+++ PROVIDED TEXT
UC1 debrief 2 — clean extractable rebuild, live rendering, contributions (2026-06-14)
Second debrief for use case 1 (MRSA mobile-AMR, issue #12). The first debrief (UC1_DEBRIEF.md) covers the original interactive build and appends the clean-rebuild section; this document is the standalone session-2 writeup focused on extractability, live notebook rendering, and the reusable Galaxy contributions — the material most relevant to the Galaxy Notebooks paper.
One-line takeaway
UC1 is the cleanest notebook→workflow extraction showcase of the three: a genuine collection map-over analysis whose entire notebook (including both figures) extracts to one fully-connected, sample-agnostic workflow with a flawless report rewrite. It is the concrete exemplar of the paper’s “narrative seeds reuse” claim.
Clean rebuild & extraction (verified)
++++++
+++ DATA TO EXAMINE
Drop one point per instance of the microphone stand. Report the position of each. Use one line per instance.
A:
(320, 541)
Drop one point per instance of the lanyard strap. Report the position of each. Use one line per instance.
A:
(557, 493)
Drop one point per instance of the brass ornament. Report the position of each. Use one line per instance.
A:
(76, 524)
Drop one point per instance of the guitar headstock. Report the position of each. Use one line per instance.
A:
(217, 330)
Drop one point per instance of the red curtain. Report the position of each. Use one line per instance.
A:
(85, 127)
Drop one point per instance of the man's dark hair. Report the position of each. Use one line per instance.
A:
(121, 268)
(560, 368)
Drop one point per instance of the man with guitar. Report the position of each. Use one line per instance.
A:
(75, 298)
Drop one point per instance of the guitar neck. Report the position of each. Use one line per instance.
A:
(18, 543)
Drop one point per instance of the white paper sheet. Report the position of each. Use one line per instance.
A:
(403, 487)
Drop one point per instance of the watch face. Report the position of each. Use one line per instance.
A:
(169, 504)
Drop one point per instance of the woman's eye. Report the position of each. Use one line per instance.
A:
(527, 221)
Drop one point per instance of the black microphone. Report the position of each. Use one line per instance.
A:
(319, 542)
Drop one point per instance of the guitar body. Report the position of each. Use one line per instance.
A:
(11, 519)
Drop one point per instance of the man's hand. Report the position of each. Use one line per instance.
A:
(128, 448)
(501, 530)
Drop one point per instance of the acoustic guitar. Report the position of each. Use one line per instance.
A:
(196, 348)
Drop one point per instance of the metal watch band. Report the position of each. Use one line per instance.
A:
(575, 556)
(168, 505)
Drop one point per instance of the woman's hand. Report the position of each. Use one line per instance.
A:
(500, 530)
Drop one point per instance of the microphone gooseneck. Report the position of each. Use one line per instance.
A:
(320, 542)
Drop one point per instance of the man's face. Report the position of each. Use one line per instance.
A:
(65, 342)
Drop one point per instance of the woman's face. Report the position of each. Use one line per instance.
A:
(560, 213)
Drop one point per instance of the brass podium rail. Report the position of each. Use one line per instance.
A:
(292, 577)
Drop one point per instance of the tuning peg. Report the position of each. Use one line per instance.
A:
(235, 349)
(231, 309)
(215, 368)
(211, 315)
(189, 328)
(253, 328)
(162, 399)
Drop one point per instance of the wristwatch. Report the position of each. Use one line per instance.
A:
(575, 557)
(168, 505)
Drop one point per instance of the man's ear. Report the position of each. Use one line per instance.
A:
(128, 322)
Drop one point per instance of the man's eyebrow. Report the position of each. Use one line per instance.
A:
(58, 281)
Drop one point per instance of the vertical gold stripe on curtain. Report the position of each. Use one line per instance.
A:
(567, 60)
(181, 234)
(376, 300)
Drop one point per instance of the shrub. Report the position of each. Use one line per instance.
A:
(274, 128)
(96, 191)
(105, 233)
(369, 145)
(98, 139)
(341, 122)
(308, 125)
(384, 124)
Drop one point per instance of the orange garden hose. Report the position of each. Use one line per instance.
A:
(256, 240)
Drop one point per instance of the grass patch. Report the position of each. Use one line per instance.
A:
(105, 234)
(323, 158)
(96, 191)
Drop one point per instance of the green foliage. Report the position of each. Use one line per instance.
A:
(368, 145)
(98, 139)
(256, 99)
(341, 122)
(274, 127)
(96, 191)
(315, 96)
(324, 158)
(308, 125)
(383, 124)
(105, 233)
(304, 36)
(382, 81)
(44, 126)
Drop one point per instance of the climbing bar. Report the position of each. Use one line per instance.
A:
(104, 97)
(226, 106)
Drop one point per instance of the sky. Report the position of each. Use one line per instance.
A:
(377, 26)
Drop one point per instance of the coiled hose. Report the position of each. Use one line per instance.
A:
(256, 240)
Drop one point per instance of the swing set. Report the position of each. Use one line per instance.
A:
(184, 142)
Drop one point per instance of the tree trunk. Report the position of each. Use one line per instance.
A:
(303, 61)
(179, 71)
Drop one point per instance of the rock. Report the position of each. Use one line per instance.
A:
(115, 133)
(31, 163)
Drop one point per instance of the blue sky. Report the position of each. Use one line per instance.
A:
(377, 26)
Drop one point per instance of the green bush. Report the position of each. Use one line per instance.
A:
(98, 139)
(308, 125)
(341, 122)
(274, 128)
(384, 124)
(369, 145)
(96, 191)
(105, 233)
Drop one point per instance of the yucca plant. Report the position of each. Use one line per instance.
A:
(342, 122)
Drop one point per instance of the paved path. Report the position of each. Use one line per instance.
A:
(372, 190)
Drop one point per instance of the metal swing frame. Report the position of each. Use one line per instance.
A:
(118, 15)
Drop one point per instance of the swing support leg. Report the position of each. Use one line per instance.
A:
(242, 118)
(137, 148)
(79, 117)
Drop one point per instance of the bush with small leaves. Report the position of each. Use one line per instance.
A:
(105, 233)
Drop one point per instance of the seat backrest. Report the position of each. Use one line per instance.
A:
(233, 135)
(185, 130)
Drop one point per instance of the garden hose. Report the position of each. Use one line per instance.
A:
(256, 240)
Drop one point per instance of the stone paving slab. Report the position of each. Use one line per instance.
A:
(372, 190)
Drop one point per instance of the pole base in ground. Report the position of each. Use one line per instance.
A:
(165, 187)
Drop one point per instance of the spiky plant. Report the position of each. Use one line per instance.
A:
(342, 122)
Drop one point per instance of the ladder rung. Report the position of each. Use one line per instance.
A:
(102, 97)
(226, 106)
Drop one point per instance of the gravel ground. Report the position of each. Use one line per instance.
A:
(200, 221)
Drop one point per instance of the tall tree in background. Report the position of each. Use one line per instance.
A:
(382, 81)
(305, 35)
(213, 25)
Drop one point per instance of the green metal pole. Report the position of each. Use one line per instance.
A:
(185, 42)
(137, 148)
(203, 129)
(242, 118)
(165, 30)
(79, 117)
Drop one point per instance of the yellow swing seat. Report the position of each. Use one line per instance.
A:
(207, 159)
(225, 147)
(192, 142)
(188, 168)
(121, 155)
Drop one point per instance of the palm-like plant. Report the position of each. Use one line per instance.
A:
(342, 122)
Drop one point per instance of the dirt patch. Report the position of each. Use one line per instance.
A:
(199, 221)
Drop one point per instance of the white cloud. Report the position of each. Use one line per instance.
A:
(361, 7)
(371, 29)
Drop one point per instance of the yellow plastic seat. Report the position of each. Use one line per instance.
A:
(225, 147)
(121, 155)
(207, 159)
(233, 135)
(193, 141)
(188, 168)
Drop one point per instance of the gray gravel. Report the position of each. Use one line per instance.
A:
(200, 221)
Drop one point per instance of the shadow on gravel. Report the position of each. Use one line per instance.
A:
++++++
ACTION ITEM. According to the debrief, which of the three use cases is the cleanest notebook→workflow extraction showcase? Please answer in one sentence.

SOLUTION TO THIS PROBLEM. UC1 is the cleanest notebook→workflow extraction showcase of the three.